### TASK REQUIREMENTS
This exercise asks for an exact transcription of every entry.

### DATA FOR PROCESSING
════════════════

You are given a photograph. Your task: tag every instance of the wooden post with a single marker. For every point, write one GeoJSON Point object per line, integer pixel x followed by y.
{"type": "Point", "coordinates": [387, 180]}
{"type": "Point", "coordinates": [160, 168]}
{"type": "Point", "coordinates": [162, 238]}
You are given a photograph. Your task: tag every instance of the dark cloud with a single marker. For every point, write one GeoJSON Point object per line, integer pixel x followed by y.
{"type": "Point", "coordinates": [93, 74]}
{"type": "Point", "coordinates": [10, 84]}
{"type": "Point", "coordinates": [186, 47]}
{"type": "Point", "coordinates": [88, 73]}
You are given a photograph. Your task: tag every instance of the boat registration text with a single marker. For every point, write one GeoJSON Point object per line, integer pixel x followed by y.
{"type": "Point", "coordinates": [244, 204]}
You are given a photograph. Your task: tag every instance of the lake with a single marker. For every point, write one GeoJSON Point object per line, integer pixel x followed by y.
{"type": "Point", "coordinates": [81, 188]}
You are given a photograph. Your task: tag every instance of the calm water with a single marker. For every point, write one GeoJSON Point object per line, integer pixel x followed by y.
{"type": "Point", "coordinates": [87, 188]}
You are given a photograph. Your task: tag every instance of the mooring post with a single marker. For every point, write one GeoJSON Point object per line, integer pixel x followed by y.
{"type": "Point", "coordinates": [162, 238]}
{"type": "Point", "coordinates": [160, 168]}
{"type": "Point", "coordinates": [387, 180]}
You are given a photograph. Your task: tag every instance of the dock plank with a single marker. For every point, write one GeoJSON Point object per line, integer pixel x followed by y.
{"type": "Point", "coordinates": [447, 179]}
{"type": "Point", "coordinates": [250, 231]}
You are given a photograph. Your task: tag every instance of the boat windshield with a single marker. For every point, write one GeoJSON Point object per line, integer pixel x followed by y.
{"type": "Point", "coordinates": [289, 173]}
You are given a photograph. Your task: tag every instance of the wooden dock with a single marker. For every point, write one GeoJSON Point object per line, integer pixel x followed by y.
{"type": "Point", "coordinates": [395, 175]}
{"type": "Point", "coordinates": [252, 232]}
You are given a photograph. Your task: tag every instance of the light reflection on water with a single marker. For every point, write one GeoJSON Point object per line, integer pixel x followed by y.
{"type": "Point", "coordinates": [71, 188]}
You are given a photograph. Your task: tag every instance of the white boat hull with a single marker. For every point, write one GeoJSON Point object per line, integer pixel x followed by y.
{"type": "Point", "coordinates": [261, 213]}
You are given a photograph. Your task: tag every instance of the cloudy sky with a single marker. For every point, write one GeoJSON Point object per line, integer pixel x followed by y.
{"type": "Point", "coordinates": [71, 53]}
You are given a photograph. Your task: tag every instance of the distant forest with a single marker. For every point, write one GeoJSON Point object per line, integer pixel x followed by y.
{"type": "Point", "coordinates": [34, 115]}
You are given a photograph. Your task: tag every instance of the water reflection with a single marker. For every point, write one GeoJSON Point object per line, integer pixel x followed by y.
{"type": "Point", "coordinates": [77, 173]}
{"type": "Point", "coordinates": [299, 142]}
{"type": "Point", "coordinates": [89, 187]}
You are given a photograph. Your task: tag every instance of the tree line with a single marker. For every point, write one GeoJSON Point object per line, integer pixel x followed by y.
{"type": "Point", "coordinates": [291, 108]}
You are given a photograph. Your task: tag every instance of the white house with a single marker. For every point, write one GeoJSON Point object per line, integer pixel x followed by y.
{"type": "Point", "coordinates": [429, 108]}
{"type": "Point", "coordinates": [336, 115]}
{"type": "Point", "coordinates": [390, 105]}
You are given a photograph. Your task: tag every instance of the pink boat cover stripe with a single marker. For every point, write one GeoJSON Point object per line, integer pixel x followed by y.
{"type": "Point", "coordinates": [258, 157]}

════════════════

### RESULT
You are given a photograph. Your task: tag every instance of the wooden post with a single marker. For every point, write one GeoJSON Point object per line, integer pixel x followed by y.
{"type": "Point", "coordinates": [387, 180]}
{"type": "Point", "coordinates": [160, 168]}
{"type": "Point", "coordinates": [162, 238]}
You are given a photograph. Your task: tag every instance of the dark cloud with a single marker. For every point, write one GeoJSON Point object per line, integer pixel x followed by y.
{"type": "Point", "coordinates": [93, 74]}
{"type": "Point", "coordinates": [10, 84]}
{"type": "Point", "coordinates": [186, 47]}
{"type": "Point", "coordinates": [88, 73]}
You are given a photograph. Your task: tag every instance of the boat registration text with a single marker. For every point, write one GeoJSON Point object per line, integer pixel x followed by y.
{"type": "Point", "coordinates": [244, 204]}
You are given a photograph. Your task: tag every instance of the lake with a single marker. For every point, write one GeoJSON Point object per line, integer pixel x followed by y.
{"type": "Point", "coordinates": [81, 188]}
You are given a photograph. Your task: tag every instance of the calm water with a single marker. For every point, write one GeoJSON Point object per line, integer pixel x followed by y.
{"type": "Point", "coordinates": [87, 188]}
You are given a photograph. Your task: tag every instance of the mooring post with a single marker. For every point, write one GeoJSON Point object per line, integer pixel x followed by y.
{"type": "Point", "coordinates": [162, 238]}
{"type": "Point", "coordinates": [160, 168]}
{"type": "Point", "coordinates": [387, 180]}
You are given a photograph. Your task: tag every instance of the dock plank with a single marker. For every point, write one GeoJSON Point object per line, integer pixel x followed by y.
{"type": "Point", "coordinates": [447, 179]}
{"type": "Point", "coordinates": [250, 231]}
You are given a photograph. Your task: tag every instance of the boat windshield with a single marker. For every point, write one GeoJSON Point object per line, integer pixel x followed by y.
{"type": "Point", "coordinates": [289, 173]}
You are given a photograph. Your task: tag every instance of the wooden dock with a single marker. For every point, write one GeoJSON Point object per line, integer pixel x followed by y.
{"type": "Point", "coordinates": [395, 175]}
{"type": "Point", "coordinates": [252, 232]}
You are given a photograph. Your task: tag every instance of the light reflection on water with a single marker. For every point, write one GeoJSON Point object per line, integer pixel x followed by y.
{"type": "Point", "coordinates": [71, 188]}
You are given a photograph. Your task: tag every instance of the white boat hull with a single marker. For every point, write one GeoJSON Point object per line, integer pixel x followed by y.
{"type": "Point", "coordinates": [261, 213]}
You are given a photograph. Your task: tag every instance of the cloudy sky with a single marker. For every point, write one GeoJSON Point object per line, integer pixel x followed by y.
{"type": "Point", "coordinates": [71, 53]}
You are given a photograph. Your task: tag every instance of the distant forest with a single marker. For every point, write one GeoJSON Point object per line, integer pixel x followed by y.
{"type": "Point", "coordinates": [34, 115]}
You are given a photograph. Your task: tag every instance of the water reflection with a single marker. For every point, write one GeoJSON Point object per line, integer pixel x followed by y.
{"type": "Point", "coordinates": [77, 173]}
{"type": "Point", "coordinates": [299, 142]}
{"type": "Point", "coordinates": [89, 187]}
You are given a photograph. Your task: tag every instance of the tree line with a single marker. For every point, write one GeoJSON Point object per line, integer pixel x followed by y.
{"type": "Point", "coordinates": [291, 108]}
You are given a photograph. Your task: tag every instance of the white house with a single marker. For every point, write one GeoJSON Point object per line, integer pixel x followed by y.
{"type": "Point", "coordinates": [429, 108]}
{"type": "Point", "coordinates": [336, 115]}
{"type": "Point", "coordinates": [390, 105]}
You are given a photograph. Your task: tag every instance of the pink boat cover stripe with a single marker. For every point, write one GeoJSON Point object per line, integer pixel x followed by y.
{"type": "Point", "coordinates": [258, 157]}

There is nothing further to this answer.